━━━ Data records
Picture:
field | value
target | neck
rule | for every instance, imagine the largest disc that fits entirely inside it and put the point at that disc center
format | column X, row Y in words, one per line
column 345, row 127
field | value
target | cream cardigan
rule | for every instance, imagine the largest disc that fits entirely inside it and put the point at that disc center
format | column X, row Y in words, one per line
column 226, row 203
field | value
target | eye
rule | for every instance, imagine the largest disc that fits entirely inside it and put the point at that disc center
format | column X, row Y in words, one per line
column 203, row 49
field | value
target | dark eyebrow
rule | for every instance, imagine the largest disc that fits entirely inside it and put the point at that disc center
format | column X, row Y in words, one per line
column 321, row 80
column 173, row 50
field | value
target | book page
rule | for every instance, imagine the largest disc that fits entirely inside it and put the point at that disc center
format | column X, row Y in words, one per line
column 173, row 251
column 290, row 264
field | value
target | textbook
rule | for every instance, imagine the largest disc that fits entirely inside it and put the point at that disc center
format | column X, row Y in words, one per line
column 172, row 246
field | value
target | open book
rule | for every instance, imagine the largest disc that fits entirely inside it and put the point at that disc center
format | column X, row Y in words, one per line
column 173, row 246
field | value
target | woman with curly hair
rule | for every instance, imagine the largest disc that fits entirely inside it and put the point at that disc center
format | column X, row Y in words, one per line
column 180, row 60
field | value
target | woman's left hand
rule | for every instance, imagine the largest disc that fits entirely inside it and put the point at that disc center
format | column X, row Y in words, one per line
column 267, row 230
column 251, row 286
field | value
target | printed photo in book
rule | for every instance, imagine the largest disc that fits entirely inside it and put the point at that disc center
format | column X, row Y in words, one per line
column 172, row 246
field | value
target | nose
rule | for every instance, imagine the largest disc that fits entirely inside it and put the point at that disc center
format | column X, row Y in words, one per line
━━━━━━
Using the records above, report each line with the string "woman".

### Task solution
target | woman with curly hair
target | woman's left hand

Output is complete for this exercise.